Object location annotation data
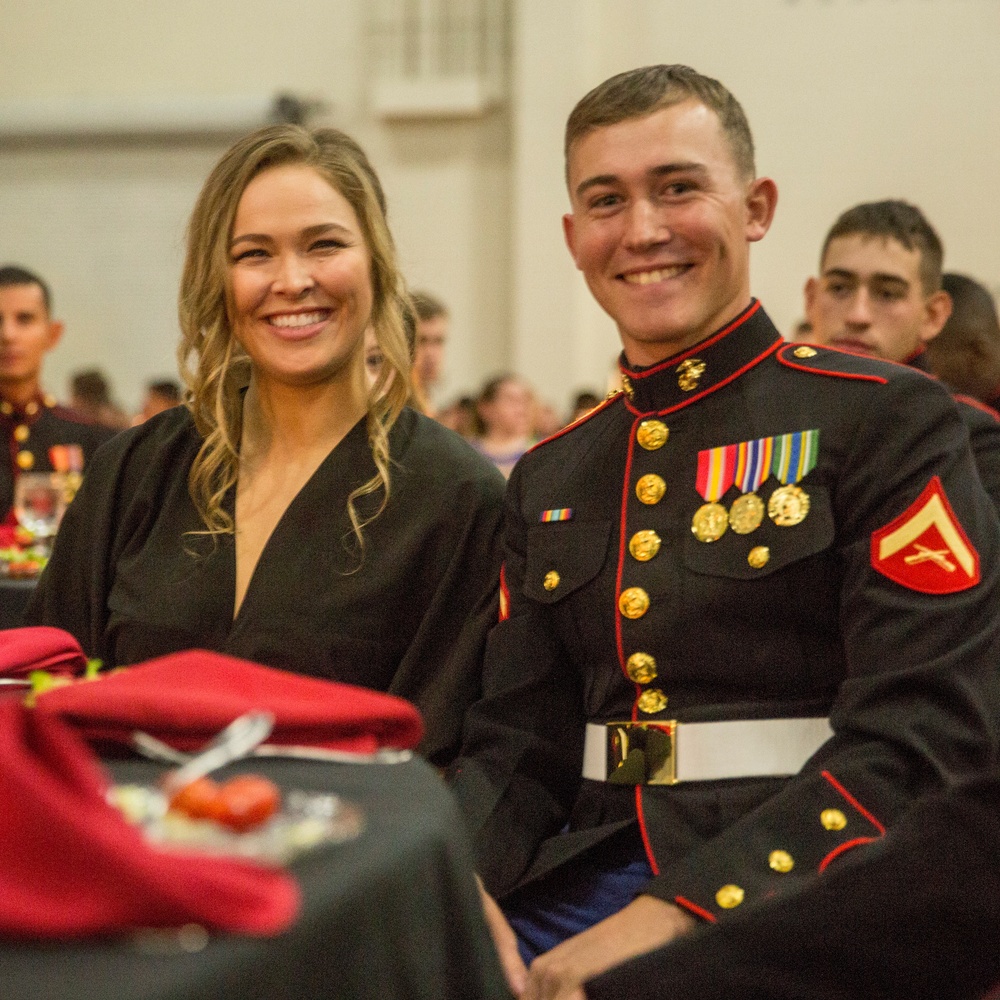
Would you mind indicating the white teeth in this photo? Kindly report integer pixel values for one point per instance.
(297, 319)
(649, 277)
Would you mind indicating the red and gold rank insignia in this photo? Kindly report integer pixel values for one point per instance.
(925, 547)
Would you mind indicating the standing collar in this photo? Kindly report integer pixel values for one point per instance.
(703, 368)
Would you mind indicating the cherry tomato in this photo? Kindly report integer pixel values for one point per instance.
(247, 801)
(199, 800)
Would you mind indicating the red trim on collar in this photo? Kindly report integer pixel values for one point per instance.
(576, 423)
(843, 849)
(697, 348)
(853, 801)
(712, 388)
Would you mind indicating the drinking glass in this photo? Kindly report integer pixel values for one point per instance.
(39, 503)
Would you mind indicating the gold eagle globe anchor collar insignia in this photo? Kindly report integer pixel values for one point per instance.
(713, 362)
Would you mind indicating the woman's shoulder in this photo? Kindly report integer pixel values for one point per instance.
(423, 446)
(152, 443)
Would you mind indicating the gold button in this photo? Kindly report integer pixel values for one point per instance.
(652, 701)
(652, 434)
(781, 861)
(644, 545)
(634, 602)
(833, 819)
(641, 668)
(729, 896)
(650, 488)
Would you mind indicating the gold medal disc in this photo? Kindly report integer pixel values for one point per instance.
(788, 505)
(746, 514)
(710, 522)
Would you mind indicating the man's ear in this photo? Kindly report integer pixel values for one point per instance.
(937, 309)
(55, 333)
(762, 200)
(569, 234)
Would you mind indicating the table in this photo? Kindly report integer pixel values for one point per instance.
(393, 915)
(14, 595)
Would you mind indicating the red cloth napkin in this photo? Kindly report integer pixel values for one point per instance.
(186, 698)
(39, 648)
(73, 866)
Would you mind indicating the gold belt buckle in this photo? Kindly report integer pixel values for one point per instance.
(642, 753)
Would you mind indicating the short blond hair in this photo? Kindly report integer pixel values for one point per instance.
(641, 92)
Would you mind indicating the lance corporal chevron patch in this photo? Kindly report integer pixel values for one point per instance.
(925, 548)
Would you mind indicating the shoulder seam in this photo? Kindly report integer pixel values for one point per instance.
(578, 422)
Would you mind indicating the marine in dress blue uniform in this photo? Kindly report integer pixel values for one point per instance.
(749, 603)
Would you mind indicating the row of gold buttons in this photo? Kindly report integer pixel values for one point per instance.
(730, 896)
(644, 545)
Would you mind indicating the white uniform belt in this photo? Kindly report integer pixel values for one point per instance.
(665, 752)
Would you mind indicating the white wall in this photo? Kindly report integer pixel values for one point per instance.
(850, 100)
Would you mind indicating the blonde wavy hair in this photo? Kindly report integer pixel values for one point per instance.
(214, 367)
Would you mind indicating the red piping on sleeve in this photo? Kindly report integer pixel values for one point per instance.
(504, 594)
(695, 909)
(854, 802)
(843, 849)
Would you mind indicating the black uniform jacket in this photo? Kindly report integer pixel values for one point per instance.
(861, 611)
(916, 917)
(407, 615)
(30, 433)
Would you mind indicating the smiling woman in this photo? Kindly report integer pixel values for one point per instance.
(262, 518)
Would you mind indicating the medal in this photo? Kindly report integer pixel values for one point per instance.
(716, 470)
(753, 463)
(788, 506)
(746, 513)
(795, 456)
(709, 522)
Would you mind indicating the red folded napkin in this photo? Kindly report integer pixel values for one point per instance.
(186, 698)
(39, 648)
(72, 866)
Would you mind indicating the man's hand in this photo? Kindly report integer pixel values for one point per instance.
(645, 924)
(505, 941)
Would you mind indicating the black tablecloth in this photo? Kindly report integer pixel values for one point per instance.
(393, 915)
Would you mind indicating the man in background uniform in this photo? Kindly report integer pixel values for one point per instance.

Aim> Pictures are excluded; output everything else in the data verbatim.

The completed task>
Would you mind indicating the white teeth in this photo? Kindly report integer pixel values for one point per instance.
(297, 319)
(649, 277)
Would you mind indicating the red and gold rank insignia in this photo? Kindly report integer pixel values for one point per instance.
(925, 547)
Would you mind indicating the standing collar in this photo? Kindly report integer pixel values for one point per instance.
(703, 368)
Would you mind indicating the cherry tomato in this photo? Kindly report integer pixel values for one point per instance.
(247, 801)
(199, 800)
Would you mind indicating the red trim on collar in this photo? Kindly report integer pixel values for one point per instance.
(576, 423)
(843, 849)
(697, 348)
(853, 801)
(712, 388)
Would you mind indicating the drinking glass in this photo? Kindly report integer pixel values for one point per instance.
(39, 503)
Would you mind indicating the gold eagle globe anchor collar insignia in this photo? Kindly report integer pixel values for one point per instance.
(713, 362)
Would you mind indicating the woman's shoulder in this photo? Kindly report integer pixel values for one point per instance.
(423, 446)
(152, 443)
Would you mind indicating the gold button in this photo? Kindly report integer pixel values for one point per instance.
(652, 701)
(652, 434)
(781, 861)
(644, 545)
(634, 602)
(833, 819)
(641, 668)
(729, 896)
(650, 488)
Would you mind indicating the gold medal disc in this photo? Kindly report integer pixel values for one point per instance.
(788, 505)
(746, 514)
(710, 522)
Would you mind indicating the man's ear in this photo? Kindly report integer pixel values for one point per instance.
(937, 309)
(55, 333)
(762, 200)
(569, 234)
Would you mind indicating the table in this photo? Kindly report integer pixel values for one point per instance.
(393, 915)
(14, 595)
Would you mind indicating the red cloth napkin in this photo? Kindly report integer pixel values for one point per instance.
(186, 698)
(39, 648)
(73, 866)
Would you mind indicating the gold belt buckle in this photo? Kindly report integer pixel values for one point per instance.
(642, 753)
Would you mind indicating the short blond hair in this photo? Kindly report integer pixel values for one point per instance.
(641, 92)
Would you mind indicating the lance corporal chevron patch in this photo? Kindly report integer pixel values for one point per instance.
(925, 548)
Would you mind indicating the shoulder seam in this photo? Kindly report integer pixel values for one point per instance.
(578, 422)
Would you mind indicating the marine in dress blue uniform in this photo? Kindly report integer pixel values for one point per instance.
(749, 603)
Would you mind indicating the row of gold buttons in this photo? Kindly report integer pixel values for one point per instance.
(730, 896)
(644, 545)
Would you mind indicating the white uniform belt in this photo? Kindly report integer pixel values for one point per instance.
(665, 752)
Would you mind indicating the white wall in this photo? Kindly report integer pixel values for one point per instance.
(850, 100)
Would you mind indicating the blonde wavy hair in this photo? Kindly report integer pixel values for one point per instance.
(214, 367)
Would you mind indicating the red piping on sleeve in this photo? Kindly report integer pixel values for one point per instance.
(504, 594)
(695, 909)
(854, 802)
(843, 849)
Would you mind indicating the black uniform jacket in this photo? Kindly report integer pixel values for one point per instance.
(861, 611)
(916, 917)
(407, 615)
(30, 433)
Would you mind indicating the smiling woman in this photo? Kindly report integer pixel values for one point per instance.
(262, 518)
Would you mind indicating the medal in this photo? Kindly report integer pixel values for one point per instance.
(716, 470)
(753, 463)
(788, 506)
(746, 513)
(795, 456)
(709, 522)
Would you mind indicating the red folded napkin in this photo? Kindly report integer pixel values for one point per instance.
(186, 698)
(39, 648)
(72, 866)
Would you mind indicating the man's hand in this photo? Kindly report integer pixel values for one point per instance.
(645, 924)
(505, 941)
Would you mind indicating the black tablecloth in this photo? Kindly report integer pixel values for one point per instance.
(393, 915)
Would you mind indicating the man in background uniform in this photo? Kindly report integer pixel values for one point per instance.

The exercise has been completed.